Stored items
************

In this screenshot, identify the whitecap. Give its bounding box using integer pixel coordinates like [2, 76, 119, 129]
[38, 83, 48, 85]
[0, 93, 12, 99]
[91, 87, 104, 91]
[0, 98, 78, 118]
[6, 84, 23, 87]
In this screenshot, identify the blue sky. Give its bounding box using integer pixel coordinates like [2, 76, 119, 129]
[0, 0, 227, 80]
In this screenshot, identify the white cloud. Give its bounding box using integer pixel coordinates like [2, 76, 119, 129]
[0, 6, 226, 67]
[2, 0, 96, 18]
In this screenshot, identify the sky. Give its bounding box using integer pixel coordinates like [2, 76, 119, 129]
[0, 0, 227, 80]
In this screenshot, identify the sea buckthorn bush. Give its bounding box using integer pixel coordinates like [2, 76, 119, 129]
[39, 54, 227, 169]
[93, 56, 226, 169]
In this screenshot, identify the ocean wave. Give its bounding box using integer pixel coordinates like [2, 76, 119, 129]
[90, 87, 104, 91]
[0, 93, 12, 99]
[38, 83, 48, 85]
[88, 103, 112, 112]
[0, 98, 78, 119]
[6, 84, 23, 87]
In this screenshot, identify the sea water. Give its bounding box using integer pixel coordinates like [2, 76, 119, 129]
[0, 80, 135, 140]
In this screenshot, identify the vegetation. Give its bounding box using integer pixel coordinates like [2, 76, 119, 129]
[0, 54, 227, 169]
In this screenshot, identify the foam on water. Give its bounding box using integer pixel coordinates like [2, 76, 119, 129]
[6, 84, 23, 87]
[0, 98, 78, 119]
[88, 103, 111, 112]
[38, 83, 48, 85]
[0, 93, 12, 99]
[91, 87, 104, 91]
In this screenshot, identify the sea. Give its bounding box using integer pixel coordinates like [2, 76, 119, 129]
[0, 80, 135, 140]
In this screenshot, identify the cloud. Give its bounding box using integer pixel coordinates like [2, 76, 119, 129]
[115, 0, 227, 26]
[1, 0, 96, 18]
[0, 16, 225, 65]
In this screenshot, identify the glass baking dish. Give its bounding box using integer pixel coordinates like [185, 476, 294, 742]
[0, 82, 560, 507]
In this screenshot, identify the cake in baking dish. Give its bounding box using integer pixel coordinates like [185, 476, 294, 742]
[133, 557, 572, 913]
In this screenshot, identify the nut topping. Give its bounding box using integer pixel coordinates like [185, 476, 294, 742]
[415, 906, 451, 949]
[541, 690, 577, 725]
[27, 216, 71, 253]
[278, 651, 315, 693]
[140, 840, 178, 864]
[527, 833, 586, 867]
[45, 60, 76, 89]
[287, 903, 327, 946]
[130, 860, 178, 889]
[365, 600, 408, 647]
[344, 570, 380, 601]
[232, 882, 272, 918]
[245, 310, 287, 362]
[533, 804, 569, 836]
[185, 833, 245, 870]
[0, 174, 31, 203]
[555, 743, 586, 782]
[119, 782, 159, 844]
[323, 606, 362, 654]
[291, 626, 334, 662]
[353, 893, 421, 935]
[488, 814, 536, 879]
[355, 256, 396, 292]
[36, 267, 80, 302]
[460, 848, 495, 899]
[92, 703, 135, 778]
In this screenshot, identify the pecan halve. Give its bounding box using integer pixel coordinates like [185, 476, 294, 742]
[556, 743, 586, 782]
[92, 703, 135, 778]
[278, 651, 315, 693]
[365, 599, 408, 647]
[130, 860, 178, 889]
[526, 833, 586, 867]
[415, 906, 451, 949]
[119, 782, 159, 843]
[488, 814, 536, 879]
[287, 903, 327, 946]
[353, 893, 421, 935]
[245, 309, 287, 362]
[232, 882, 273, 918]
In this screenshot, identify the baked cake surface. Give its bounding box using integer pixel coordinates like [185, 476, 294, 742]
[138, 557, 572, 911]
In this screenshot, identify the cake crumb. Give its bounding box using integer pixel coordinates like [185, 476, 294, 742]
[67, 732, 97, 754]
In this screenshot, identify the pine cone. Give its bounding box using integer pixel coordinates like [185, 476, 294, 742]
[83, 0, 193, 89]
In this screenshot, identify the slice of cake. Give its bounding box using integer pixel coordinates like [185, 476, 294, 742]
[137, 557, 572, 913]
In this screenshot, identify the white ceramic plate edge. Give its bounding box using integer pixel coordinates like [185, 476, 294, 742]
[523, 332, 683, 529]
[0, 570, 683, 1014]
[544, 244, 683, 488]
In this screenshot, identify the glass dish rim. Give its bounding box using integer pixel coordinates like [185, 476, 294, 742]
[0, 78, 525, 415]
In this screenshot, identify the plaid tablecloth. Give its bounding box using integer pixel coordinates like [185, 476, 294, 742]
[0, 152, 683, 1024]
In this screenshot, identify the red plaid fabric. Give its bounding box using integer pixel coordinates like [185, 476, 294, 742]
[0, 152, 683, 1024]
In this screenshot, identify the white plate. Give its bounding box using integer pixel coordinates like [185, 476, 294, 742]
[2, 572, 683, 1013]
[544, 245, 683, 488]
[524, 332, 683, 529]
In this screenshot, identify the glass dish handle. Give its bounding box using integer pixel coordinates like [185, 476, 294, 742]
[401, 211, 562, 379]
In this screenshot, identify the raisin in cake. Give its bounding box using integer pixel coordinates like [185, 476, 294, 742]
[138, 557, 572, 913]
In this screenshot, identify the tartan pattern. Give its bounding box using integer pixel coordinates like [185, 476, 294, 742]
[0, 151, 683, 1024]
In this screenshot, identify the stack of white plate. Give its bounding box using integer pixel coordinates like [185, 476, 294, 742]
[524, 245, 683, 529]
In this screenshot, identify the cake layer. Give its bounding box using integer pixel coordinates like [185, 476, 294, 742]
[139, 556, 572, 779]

************

### Exercise task
Please reproduce the rows word for word, starting at the first row and ending at the line containing "[2, 0, 96, 18]", both included.

### Finished exercise
In this screenshot, identify the whitecap. Give its bounding box using integer pixel coordinates like [2, 76, 119, 129]
[38, 83, 48, 85]
[0, 93, 12, 99]
[91, 87, 104, 91]
[0, 98, 78, 118]
[6, 84, 23, 87]
In this screenshot, identify the blue sky. Give its bounding box using integer pixel coordinates like [2, 76, 119, 129]
[0, 0, 227, 80]
In this screenshot, identify the white cloud. Give its bounding box using integer pixel coordinates like [2, 76, 119, 129]
[0, 6, 226, 67]
[2, 0, 96, 18]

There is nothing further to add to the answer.